::: Provided text :::

In Third Ear: Reflections on the Art and Science of Listening, Elizabeth Rosner explores the many ways we can listen to others and the natural world in order to truly hear and understand what is going on around us. The daughter of multilingual Holocaust survivors, Rosner explains that “I learned early to attune myself to their sounds and silences. . . Maybe this prepared me for a life of eavesdropping on the world, listening with all of my senses, reaching toward sources of interconnection.”
Rosner’s gift is an ability to weave a wide variety of source material and her personal experiences into an examination of subjects that are more closely related than we might imagine. In her previous book, Survivor Café: The Legacy of Trauma and the Labyrinth of Memory (Counterpoint Press, 2017), Rosner delved into the inheritance of trauma by the descendants of those who experienced slavery, Hiroshima, the Killing Fields of Cambodia, and 9/11, combining it with her experiences visiting Buchenwald concentration camp with her father.

::: Data section :::

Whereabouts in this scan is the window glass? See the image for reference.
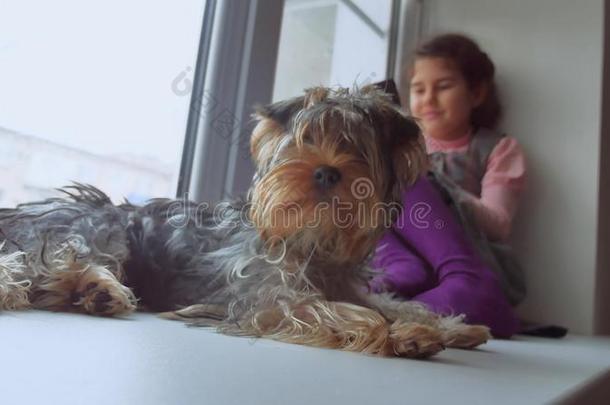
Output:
[0,0,205,206]
[273,0,392,100]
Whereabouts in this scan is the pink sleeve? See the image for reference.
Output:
[472,137,526,240]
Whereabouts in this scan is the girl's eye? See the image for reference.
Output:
[438,82,453,90]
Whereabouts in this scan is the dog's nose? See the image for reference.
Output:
[313,166,341,189]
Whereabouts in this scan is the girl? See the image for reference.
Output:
[374,34,525,337]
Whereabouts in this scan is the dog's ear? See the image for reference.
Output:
[250,96,305,167]
[385,110,428,200]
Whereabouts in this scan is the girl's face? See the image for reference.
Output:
[409,57,483,140]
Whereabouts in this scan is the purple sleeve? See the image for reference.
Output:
[375,178,519,338]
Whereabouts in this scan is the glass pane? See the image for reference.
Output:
[273,0,392,100]
[0,0,205,206]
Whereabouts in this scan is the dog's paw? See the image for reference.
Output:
[72,280,137,316]
[443,323,492,349]
[389,321,445,358]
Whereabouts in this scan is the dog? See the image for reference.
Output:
[0,87,490,358]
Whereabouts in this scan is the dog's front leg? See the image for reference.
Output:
[366,294,491,349]
[219,299,444,358]
[32,261,136,316]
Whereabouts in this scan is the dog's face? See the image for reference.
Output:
[251,87,425,263]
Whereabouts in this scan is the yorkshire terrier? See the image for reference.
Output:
[0,87,490,358]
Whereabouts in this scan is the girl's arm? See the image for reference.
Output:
[384,178,519,337]
[465,137,526,240]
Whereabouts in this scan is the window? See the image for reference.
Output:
[0,0,205,206]
[273,0,392,100]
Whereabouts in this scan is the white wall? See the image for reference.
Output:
[425,0,610,334]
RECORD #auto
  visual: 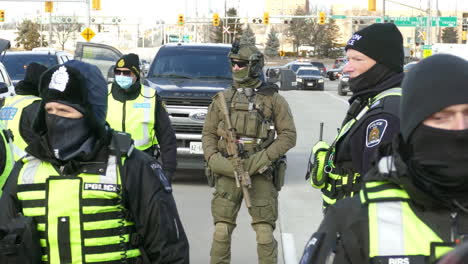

:::

_What is asked_: Copy everything in the Third Ear passage above from "Rosner’s gift is" down to "with her father.", word for word.

_Answer_:
Rosner’s gift is an ability to weave a wide variety of source material and her personal experiences into an examination of subjects that are more closely related than we might imagine. In her previous book, Survivor Café: The Legacy of Trauma and the Labyrinth of Memory (Counterpoint Press, 2017), Rosner delved into the inheritance of trauma by the descendants of those who experienced slavery, Hiroshima, the Killing Fields of Cambodia, and 9/11, combining it with her experiences visiting Buchenwald concentration camp with her father.